DOKUMEN
————————

Sambo Dan Judi
Sebuah Kebiasan Lama?
Sepertinya aman untuk diasumsikan bahwa sejak kita lahir kita sudah diajari orang tua dan lingkungan sekitar bahwa judi adalah praktik yang sangat tidak terpuji dan harus dihindari. Tentunya, ada percampuran antara nilai dan norma sosial, serta pengaruh agama dalam penciptaan stigma yang seperti itu.
Namun, persoalan kebiasaan judi dalam masyarakat tampaknya berusia lebih tua dari terbentuknya negara Indonesia itu sendiri.
Sebuah kitab naskah Sastra Jawa Pertengahan yang berjudul Pararaton, dari abad ke-13 mampu menjadi testimoni bahwa kebiasaan berjudi adalah sesuatu yang sudah terjadi sejak ratusan tahun di Nusantara. Dalam naskah tersebut, dikisahkan bahwa Ken Arok, pendiri Dinasti Rajasa, awalnya menjalani kehidupan yang penuh dengan lika-liku perjudian.
Selain kisah Ken Arok dalam Pararaton, kisah tentang perjudian di masa kuno juga diceritakan melalui cerita Mahabharata melalui relief Parthayajna di dinding-dinding Candi Jago di daerah Malang. Relief-relief tersebut menceritakan perjudian besar antara Duryodana dari Kurawa dan Yudhistira, yang mewakili Pandawa. Cerita tersebut diduga berasal dari abad ke-13 awal.
Menariknya, cerita-cerita judi dalam masa Jawa kuno seperti di atas membuat para arkeolog berpandangan bahwa judi adalah sesuatu yang lumrah dan bahkan dibolehkan oleh pemerintah kerajaan-kerajaan kuno Indonesia.
Namun, normalisasi judi tidak berhenti di masa kuno. Indonesia pun ketika zaman Orde Baru sebetulnya “melumrahkan” aktivitas perjudian.

————————

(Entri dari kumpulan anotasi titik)
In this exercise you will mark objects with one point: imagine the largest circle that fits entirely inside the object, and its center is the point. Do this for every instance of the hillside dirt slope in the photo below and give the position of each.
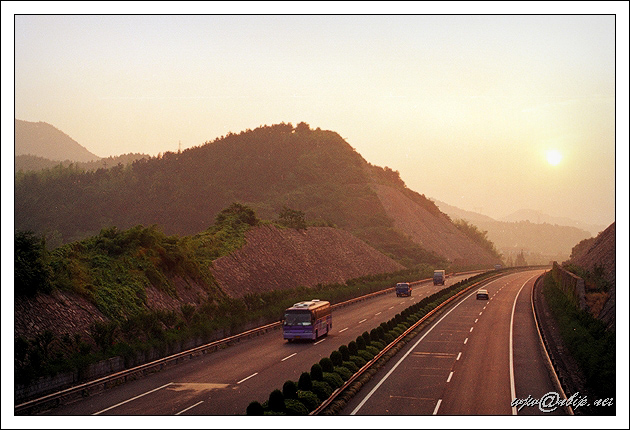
(277, 259)
(273, 258)
(434, 233)
(602, 254)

————————

SASARAN TUGAS
Tuliskan persis bagian teks tentang sejarah judi, mulai dari "Sebuah kitab naskah" dan berakhir pada "abad ke-13 awal.".

HASIL TUGAS
Sebuah kitab naskah Sastra Jawa Pertengahan yang berjudul Pararaton, dari abad ke-13 mampu menjadi testimoni bahwa kebiasaan berjudi adalah sesuatu yang sudah terjadi sejak ratusan tahun di Nusantara. Dalam naskah tersebut, dikisahkan bahwa Ken Arok, pendiri Dinasti Rajasa, awalnya menjalani kehidupan yang penuh dengan lika-liku perjudian.
Selain kisah Ken Arok dalam Pararaton, kisah tentang perjudian di masa kuno juga diceritakan melalui cerita Mahabharata melalui relief Parthayajna di dinding-dinding Candi Jago di daerah Malang. Relief-relief tersebut menceritakan perjudian besar antara Duryodana dari Kurawa dan Yudhistira, yang mewakili Pandawa. Cerita tersebut diduga berasal dari abad ke-13 awal.